RECORDS
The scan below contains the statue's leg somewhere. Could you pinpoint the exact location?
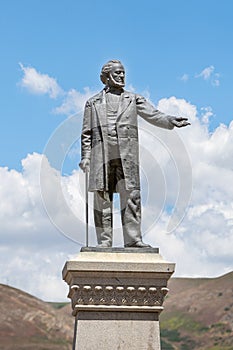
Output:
[120,189,142,246]
[94,191,113,247]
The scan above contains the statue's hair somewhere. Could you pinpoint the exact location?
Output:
[100,60,122,85]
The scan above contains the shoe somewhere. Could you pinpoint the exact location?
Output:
[125,241,152,248]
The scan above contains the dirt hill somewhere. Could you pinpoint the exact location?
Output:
[0,284,73,350]
[0,272,233,350]
[161,272,233,350]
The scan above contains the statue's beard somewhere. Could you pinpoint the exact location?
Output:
[108,73,125,88]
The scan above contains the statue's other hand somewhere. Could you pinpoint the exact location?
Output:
[79,158,90,172]
[170,117,191,128]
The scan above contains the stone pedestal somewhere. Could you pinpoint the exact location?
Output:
[63,248,175,350]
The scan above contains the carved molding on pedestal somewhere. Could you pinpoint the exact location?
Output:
[69,284,169,309]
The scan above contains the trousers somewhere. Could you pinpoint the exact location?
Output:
[94,158,142,247]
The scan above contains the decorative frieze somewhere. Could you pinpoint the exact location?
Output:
[69,284,168,309]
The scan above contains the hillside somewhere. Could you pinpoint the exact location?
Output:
[0,272,233,350]
[161,272,233,350]
[0,284,73,350]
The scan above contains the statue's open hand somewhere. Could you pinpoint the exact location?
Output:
[79,158,90,172]
[170,117,191,128]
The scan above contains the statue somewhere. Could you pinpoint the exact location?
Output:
[79,60,190,248]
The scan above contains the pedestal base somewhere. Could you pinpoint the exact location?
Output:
[63,249,175,350]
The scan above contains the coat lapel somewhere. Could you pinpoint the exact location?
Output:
[94,90,107,127]
[117,92,131,120]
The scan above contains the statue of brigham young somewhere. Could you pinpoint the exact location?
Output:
[80,60,189,248]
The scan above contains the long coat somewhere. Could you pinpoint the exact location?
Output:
[81,90,173,191]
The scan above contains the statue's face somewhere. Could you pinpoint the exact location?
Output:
[108,63,125,89]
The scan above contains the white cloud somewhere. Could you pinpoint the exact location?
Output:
[196,66,215,80]
[195,65,220,87]
[19,63,62,98]
[54,87,95,115]
[0,97,233,300]
[19,63,96,116]
[180,73,189,82]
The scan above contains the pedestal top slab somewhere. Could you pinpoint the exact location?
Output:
[80,247,159,254]
[62,249,175,280]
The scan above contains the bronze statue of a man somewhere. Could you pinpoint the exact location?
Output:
[80,60,189,248]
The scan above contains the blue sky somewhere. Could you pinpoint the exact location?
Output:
[0,0,233,168]
[0,0,233,300]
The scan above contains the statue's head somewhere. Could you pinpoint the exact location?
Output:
[100,60,125,89]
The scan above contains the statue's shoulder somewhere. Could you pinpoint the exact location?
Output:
[124,90,145,101]
[87,90,103,104]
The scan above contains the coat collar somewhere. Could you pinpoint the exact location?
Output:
[93,89,132,125]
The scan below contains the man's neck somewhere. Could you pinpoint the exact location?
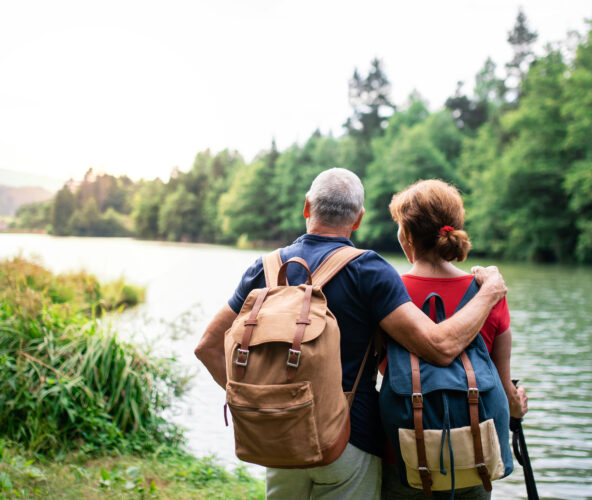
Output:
[306,220,352,239]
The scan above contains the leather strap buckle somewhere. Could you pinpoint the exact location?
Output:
[286,349,302,368]
[411,392,423,408]
[234,347,249,366]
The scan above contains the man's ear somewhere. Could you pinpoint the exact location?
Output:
[302,198,310,219]
[352,208,366,231]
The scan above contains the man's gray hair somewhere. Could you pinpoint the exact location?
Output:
[306,168,364,227]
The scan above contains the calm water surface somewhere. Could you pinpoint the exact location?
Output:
[0,234,592,500]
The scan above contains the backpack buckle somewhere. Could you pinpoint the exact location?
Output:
[234,347,249,366]
[286,349,302,368]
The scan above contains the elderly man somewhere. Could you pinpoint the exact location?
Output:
[195,168,506,500]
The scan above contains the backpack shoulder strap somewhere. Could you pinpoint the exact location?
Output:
[312,245,366,288]
[262,248,288,288]
[454,278,479,312]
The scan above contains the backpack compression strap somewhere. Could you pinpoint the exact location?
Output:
[263,248,288,288]
[460,351,491,491]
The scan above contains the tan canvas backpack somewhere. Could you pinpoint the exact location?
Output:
[224,246,370,468]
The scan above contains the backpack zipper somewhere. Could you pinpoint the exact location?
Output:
[226,401,312,413]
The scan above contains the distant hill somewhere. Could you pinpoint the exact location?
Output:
[0,168,66,192]
[0,185,54,215]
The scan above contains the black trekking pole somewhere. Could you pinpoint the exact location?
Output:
[510,380,539,500]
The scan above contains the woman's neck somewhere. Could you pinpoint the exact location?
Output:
[407,258,468,278]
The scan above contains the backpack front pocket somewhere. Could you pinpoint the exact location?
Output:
[399,419,504,491]
[226,381,322,467]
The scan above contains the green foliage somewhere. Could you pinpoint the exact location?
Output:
[359,101,462,248]
[132,179,165,240]
[561,26,592,262]
[12,201,53,230]
[51,185,76,236]
[470,51,574,261]
[14,18,592,262]
[0,258,185,454]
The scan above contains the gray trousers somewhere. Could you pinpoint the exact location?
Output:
[265,443,382,500]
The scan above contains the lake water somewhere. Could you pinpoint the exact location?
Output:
[0,234,592,500]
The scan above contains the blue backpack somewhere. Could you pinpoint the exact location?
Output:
[380,280,514,498]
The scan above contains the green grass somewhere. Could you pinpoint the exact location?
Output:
[0,258,264,500]
[0,258,187,455]
[0,441,265,500]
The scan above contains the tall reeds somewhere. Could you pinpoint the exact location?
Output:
[0,258,185,453]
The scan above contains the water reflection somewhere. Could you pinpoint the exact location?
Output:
[0,234,592,500]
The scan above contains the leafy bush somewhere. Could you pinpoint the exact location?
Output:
[0,258,186,453]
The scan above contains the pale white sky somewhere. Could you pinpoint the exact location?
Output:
[0,0,592,186]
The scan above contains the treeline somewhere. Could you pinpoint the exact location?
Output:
[13,12,592,263]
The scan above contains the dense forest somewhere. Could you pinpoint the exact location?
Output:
[14,12,592,263]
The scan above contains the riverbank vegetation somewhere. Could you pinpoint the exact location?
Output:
[0,257,261,498]
[10,12,592,263]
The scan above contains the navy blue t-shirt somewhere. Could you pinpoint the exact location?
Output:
[228,234,411,456]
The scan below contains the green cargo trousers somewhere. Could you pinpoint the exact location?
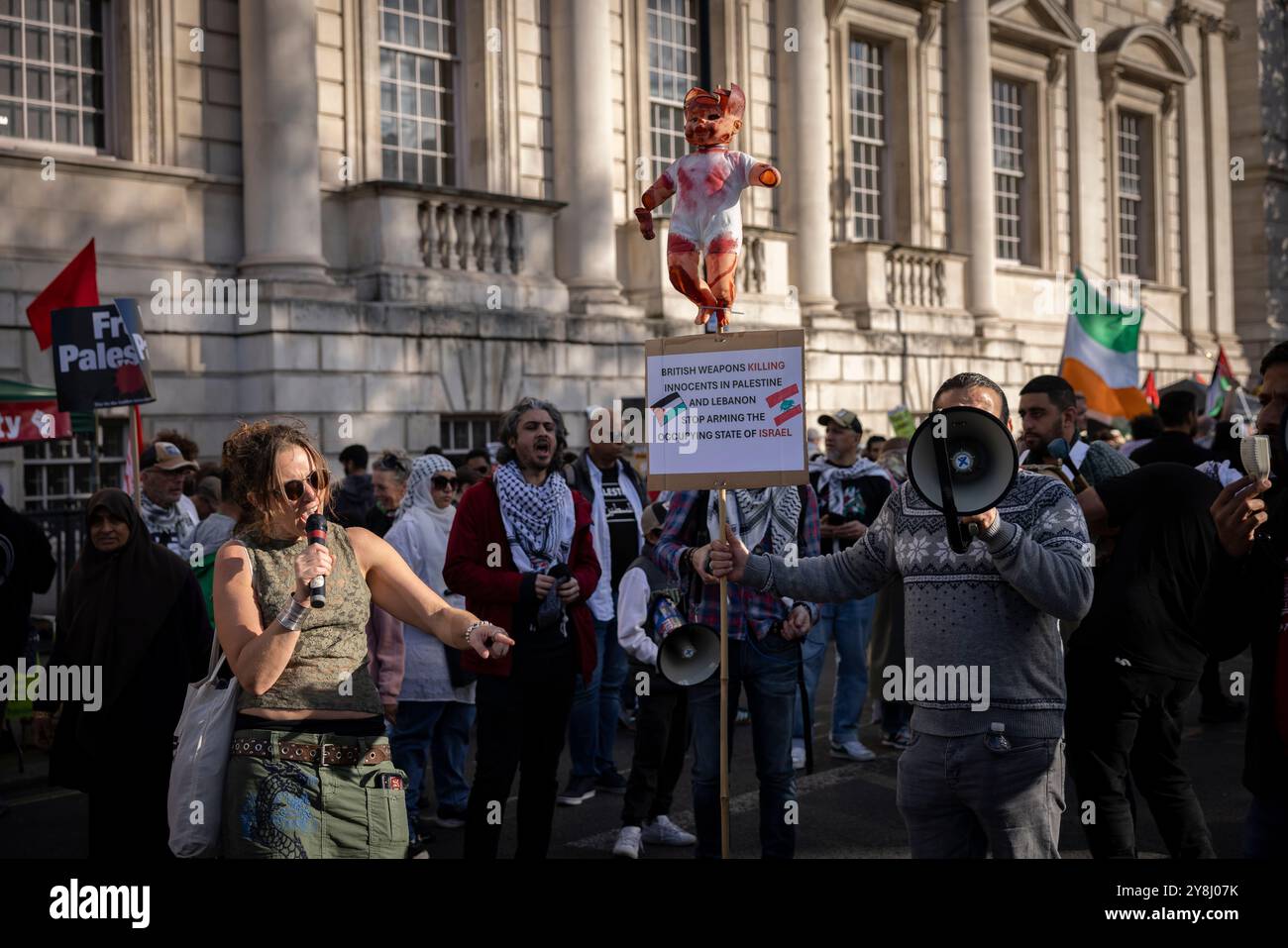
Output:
[222,729,407,859]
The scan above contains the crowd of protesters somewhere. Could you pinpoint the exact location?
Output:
[0,344,1288,859]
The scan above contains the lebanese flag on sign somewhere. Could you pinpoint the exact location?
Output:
[1140,370,1158,408]
[765,382,805,426]
[27,239,98,352]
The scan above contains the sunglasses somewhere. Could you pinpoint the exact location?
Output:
[282,471,331,501]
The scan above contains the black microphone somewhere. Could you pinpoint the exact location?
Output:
[304,514,326,609]
[1047,438,1091,493]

THE TASK
Give the items again, starting at the line containing "The scan above contains the pale" and ending at the line containing "[27,239,98,352]", with "scan" changed to "photo" and nothing else altered. Leave the pictures out.

CORRECT RESPONSE
The photo above contains the pale white sky somewhere. Could you pinpoint the exact location?
Output:
[0,0,592,186]
The photo above contains the treeline somewhere. Could you pinpoint the exact location?
Output:
[13,12,592,263]
The photo above contains the dense forest somewhere. Could you pinpoint the exact location?
Output:
[14,12,592,263]
The photo above contains the riverbank vegetation somewhere. Could you pinpoint the exact location?
Output:
[0,257,261,498]
[10,12,592,263]
The photo above contains the navy blue t-shirt somewhere. Could you pinpoint the exact location?
Output:
[228,234,411,456]
The photo below contains the green cargo trousers somewhere. Could you pinpoint the exact location?
Output:
[222,729,407,859]
The photo above contains the crowd of protesters somewhere. Could you pinpoint the exact location?
Output:
[0,344,1288,859]
The photo above contains the lebanese flag on sign somewhere. Could you pinpoint the exact location?
Output:
[1140,370,1158,408]
[765,382,805,426]
[27,239,98,352]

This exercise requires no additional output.